___ Data supplied
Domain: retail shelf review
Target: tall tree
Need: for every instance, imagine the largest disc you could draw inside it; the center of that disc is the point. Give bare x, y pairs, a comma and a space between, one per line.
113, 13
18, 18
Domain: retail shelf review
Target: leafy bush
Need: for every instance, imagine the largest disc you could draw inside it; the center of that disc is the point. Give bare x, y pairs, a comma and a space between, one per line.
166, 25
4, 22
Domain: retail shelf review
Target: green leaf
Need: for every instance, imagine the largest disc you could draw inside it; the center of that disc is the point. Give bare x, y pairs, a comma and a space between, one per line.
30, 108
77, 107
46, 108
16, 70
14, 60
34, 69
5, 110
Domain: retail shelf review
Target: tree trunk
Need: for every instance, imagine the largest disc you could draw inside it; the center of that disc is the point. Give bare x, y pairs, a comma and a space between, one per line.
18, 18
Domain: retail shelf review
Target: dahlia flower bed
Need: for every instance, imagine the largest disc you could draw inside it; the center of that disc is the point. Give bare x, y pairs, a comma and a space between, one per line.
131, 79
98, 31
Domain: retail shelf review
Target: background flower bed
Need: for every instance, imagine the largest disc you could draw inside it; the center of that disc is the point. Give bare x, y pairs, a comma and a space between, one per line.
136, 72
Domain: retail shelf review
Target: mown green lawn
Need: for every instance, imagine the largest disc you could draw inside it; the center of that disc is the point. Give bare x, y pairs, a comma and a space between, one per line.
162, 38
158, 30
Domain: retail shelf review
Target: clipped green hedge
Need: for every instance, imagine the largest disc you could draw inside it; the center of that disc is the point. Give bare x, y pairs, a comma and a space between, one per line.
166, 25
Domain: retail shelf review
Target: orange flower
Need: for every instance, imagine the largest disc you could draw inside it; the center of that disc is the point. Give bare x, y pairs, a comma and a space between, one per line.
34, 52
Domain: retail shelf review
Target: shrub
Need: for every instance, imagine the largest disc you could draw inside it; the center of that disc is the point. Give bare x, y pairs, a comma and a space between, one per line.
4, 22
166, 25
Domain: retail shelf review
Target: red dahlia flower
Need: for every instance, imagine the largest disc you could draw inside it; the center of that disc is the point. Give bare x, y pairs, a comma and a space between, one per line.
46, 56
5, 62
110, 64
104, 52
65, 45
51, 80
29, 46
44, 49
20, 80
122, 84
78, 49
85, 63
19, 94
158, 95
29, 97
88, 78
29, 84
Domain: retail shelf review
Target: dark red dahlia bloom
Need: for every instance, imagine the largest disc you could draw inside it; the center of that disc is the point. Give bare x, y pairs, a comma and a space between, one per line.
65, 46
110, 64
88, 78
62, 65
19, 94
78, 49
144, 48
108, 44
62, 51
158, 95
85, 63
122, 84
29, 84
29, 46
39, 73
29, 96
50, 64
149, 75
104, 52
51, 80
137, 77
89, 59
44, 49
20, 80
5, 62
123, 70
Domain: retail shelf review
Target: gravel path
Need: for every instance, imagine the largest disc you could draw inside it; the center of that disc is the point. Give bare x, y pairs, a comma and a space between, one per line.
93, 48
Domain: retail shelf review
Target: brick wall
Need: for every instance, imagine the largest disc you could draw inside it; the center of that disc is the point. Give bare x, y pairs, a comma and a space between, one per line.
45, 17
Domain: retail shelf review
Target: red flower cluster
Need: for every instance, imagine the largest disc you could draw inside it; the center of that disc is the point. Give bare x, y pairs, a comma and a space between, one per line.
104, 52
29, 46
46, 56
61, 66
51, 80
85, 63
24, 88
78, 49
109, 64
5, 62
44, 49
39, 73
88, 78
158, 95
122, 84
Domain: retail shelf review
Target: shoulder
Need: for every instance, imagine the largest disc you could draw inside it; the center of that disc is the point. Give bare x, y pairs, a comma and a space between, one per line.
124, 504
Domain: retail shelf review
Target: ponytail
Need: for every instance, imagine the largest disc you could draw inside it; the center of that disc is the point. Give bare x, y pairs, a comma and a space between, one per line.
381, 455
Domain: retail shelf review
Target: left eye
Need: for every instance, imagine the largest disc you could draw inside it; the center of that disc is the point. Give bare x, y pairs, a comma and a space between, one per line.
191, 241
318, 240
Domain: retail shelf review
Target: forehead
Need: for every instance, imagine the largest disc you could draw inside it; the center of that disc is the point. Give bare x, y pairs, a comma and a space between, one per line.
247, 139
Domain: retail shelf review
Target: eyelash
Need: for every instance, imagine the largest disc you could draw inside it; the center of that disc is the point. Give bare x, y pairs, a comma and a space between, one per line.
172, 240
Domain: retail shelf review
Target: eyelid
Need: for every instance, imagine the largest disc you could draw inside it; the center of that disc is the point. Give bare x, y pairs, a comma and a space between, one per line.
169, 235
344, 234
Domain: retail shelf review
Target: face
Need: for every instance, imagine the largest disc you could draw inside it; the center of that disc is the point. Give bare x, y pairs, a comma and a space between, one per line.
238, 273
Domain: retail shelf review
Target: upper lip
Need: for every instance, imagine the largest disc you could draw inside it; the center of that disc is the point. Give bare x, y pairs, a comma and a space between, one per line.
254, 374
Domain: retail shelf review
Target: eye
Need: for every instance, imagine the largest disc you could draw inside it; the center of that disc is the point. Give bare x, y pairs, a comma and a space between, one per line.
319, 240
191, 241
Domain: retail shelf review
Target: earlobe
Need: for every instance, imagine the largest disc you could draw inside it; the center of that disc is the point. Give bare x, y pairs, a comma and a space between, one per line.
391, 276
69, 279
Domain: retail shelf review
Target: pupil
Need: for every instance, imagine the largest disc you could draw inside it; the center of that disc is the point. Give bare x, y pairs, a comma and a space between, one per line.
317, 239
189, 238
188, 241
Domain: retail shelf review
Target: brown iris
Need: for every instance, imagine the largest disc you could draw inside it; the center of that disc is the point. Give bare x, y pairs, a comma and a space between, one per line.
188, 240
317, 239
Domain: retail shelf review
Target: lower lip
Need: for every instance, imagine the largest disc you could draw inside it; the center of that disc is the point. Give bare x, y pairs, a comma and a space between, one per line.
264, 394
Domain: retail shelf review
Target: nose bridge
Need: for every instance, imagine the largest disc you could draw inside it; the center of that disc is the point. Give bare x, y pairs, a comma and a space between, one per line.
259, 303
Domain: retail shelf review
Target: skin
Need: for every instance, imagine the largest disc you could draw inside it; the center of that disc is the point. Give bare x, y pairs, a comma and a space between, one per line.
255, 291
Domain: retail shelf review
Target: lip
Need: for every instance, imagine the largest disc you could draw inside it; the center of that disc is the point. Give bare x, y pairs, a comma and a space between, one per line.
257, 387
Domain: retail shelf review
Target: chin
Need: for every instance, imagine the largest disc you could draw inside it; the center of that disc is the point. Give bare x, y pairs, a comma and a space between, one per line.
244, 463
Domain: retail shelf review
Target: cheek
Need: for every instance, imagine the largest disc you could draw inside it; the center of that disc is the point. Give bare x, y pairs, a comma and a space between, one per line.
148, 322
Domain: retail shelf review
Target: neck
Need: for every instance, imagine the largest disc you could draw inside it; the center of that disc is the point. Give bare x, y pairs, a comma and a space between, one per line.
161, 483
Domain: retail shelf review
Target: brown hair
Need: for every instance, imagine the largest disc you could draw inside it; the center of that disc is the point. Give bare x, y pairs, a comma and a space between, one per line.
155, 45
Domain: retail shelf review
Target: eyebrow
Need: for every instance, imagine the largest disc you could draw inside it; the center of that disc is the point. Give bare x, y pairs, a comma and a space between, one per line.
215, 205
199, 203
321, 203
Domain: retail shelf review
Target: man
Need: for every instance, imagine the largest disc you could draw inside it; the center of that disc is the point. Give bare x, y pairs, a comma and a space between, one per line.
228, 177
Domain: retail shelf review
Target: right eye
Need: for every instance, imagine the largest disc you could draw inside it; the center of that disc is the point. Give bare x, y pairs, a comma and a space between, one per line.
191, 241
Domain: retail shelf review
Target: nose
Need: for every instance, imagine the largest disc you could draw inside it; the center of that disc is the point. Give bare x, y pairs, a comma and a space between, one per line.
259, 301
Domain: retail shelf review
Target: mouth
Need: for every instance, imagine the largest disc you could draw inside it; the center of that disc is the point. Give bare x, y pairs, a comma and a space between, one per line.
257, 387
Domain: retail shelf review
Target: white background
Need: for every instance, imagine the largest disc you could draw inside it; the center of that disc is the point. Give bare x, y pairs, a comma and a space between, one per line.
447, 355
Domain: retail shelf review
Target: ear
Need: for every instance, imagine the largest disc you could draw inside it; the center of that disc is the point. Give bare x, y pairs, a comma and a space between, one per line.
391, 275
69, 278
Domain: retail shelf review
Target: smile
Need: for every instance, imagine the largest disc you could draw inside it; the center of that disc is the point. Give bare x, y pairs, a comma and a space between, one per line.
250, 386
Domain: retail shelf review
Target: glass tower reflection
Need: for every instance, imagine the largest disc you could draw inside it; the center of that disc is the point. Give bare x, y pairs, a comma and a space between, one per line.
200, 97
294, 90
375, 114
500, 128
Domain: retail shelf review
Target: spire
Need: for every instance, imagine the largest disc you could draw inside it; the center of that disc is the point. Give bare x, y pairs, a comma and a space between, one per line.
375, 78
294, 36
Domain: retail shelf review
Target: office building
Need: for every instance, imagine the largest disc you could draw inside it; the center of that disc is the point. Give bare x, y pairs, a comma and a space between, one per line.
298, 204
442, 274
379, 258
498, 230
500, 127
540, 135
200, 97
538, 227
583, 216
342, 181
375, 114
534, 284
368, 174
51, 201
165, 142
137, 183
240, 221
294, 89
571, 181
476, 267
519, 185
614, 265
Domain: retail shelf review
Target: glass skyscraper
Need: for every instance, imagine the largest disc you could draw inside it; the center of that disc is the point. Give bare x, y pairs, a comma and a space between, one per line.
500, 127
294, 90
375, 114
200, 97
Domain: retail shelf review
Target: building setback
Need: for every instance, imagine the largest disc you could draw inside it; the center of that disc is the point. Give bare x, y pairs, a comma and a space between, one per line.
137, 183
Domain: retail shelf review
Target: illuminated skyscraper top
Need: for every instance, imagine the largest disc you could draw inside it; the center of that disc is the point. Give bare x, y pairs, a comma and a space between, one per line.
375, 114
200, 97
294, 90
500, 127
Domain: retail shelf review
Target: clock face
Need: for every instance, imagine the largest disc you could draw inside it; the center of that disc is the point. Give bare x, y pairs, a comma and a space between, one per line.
______
Pick out every line of the records that contains the string "flower", treating uppercase and lowercase as different, and copy each of those lines in full.

Target: dahlia flower bed
Target: background flower bed
Target: orange flower
Target: red dahlia flower
Target: red flower cluster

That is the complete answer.